WORK REQUIRED: Could you reproduce all of the records exactly?

DATA FOR REVIEW:

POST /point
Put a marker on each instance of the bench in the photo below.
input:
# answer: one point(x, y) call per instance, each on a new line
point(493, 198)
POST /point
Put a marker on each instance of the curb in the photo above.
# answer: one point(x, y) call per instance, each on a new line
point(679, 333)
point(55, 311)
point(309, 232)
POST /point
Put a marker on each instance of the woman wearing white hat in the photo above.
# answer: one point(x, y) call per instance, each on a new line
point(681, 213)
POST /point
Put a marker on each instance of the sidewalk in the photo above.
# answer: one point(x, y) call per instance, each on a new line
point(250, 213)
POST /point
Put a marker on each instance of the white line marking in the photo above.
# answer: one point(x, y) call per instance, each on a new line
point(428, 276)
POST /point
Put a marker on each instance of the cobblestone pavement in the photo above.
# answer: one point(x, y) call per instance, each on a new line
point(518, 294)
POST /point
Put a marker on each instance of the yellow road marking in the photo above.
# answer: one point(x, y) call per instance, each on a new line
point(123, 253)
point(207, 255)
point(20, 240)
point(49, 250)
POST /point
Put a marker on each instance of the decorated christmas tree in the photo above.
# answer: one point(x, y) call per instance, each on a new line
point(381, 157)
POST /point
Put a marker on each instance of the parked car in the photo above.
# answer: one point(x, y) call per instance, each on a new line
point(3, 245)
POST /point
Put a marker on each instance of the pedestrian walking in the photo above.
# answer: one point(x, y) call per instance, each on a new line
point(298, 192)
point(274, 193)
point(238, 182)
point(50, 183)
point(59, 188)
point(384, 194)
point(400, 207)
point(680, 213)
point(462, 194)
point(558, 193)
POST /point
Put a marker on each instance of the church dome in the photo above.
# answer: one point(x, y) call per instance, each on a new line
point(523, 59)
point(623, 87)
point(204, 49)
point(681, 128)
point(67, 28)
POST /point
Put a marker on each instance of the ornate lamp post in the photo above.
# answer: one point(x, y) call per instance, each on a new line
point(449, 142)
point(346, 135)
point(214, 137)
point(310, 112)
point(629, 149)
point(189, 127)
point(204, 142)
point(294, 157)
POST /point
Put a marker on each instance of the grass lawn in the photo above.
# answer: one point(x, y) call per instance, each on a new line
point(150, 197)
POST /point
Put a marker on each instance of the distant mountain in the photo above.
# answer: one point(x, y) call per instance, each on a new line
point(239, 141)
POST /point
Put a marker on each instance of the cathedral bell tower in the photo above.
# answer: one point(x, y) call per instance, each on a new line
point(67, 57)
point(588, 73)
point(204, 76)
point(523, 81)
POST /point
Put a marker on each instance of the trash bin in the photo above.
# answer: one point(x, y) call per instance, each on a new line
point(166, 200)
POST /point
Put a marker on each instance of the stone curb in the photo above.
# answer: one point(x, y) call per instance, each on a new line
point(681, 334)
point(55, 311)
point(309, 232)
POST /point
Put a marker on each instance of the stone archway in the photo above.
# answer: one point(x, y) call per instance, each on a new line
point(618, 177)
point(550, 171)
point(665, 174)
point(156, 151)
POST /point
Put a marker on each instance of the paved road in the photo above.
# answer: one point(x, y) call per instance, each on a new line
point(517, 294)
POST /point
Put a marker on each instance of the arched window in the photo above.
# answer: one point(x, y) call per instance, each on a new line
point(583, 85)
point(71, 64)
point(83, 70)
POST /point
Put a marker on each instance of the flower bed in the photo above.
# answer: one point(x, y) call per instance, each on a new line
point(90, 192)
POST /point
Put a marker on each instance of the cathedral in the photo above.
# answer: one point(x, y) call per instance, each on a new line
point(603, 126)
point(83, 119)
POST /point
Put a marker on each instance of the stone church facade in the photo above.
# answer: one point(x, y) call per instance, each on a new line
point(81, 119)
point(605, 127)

SOLUTION TO THIS PROBLEM:
POST /point
Put a marker on each instance of the bench in the photo below.
input:
# answer: one point(x, y) call per instance, each on a new line
point(493, 198)
POST /point
Put a marker on each instance of the curb in the photo above.
# answer: one point(x, y) call per instance, each on a new line
point(679, 333)
point(55, 311)
point(309, 232)
POST /point
Put a marker on each instance of the woman wearing white hat in the photo above.
# answer: one point(x, y) call per instance, each on a new line
point(681, 213)
POST /point
Put a marker on each instance of the sidewalk in the photo above.
# answer: one point(x, y) call per instance, each on a new line
point(250, 213)
POST /point
Put a marker on each instance of the white line marking in the photo above.
# answer: one point(x, y) call per instance, each on a new line
point(428, 276)
POST /point
Put a marker on each instance of the cobblestone pavement in the photo above.
# answer: one point(x, y) call per instance, each on a new line
point(518, 294)
POST /point
Put a marker on each instance of the yellow road marking in the photo above.
# answer: one point(x, y) call per instance, each on a new line
point(123, 253)
point(207, 255)
point(20, 240)
point(49, 250)
POST /point
Put a marker on each instance of the decorated christmas tree in the photo above.
# answer: one point(x, y) call per instance, each on a new line
point(381, 157)
POST /point
Put a marker on each instance of the parked car in the photo above.
# answer: one point(x, y) call per instance, each on a new line
point(3, 245)
POST /point
Put a marker on each instance of the pedestrian walking in the photo above.
# answer: one point(x, y) call per instance, each on a new line
point(298, 192)
point(274, 193)
point(238, 182)
point(50, 183)
point(59, 188)
point(384, 194)
point(400, 207)
point(680, 213)
point(462, 194)
point(558, 193)
POST /point
Put a marker on each instance of the church dome in the photo above.
# answer: one point(x, y) call per instance, each on a new line
point(523, 59)
point(623, 87)
point(204, 49)
point(681, 128)
point(67, 28)
POST /point
Put a marker on each instance of the ornate lamp post in the photo above.
# answer: one point(x, y) call per instance, each on a new line
point(449, 142)
point(346, 135)
point(214, 137)
point(310, 112)
point(629, 149)
point(189, 127)
point(204, 142)
point(294, 157)
POST /point
Put a marker on each instance of the grass lawn in the photo above.
# answer: one point(x, y) call per instance, each on a new line
point(150, 197)
POST /point
Put a marker on each instance of the distant mountain in the photo above.
# answer: one point(x, y) call per instance, each on a new line
point(239, 141)
POST /point
Put a marker on each instance of the cathedral bell tower in the photo above.
# answer: one point(x, y) call per instance, each on a new line
point(67, 57)
point(588, 73)
point(204, 76)
point(523, 81)
POST /point
Put a marker on each instance of the trash bin in the photo above.
# answer: one point(x, y) call per instance, each on a new line
point(166, 200)
POST /point
Put a marker on each instance of the stone curb in the photo above.
# answer: one point(x, y) call per instance, each on a new line
point(681, 334)
point(55, 311)
point(309, 232)
POST /point
Put a marker on each instance of the stone archway in the photo above.
# answer: one point(x, y) call per instance, each on a new line
point(618, 177)
point(550, 171)
point(665, 174)
point(156, 151)
POST /point
Put a marker on each instance of the paved road in the photo above.
# answer: one point(x, y) call per instance, each on a new line
point(517, 294)
POST /point
Put a marker on each instance of the arched window in the photo above.
# answer: one point(x, y) call per instance, each on a new line
point(583, 85)
point(71, 64)
point(83, 70)
POST /point
Put a marker on each instance of the flower bed in the photo above.
# answer: one point(x, y) call per instance, each on a new line
point(90, 192)
POST /point
Put a marker on each instance of the cathedral in the photo above.
# answer: one point(x, y) call per instance, each on a new line
point(603, 126)
point(83, 119)
POST /point
Put a marker on each instance of the stone church facade in the photo above.
# answer: one point(x, y) call per instance, each on a new line
point(81, 119)
point(605, 127)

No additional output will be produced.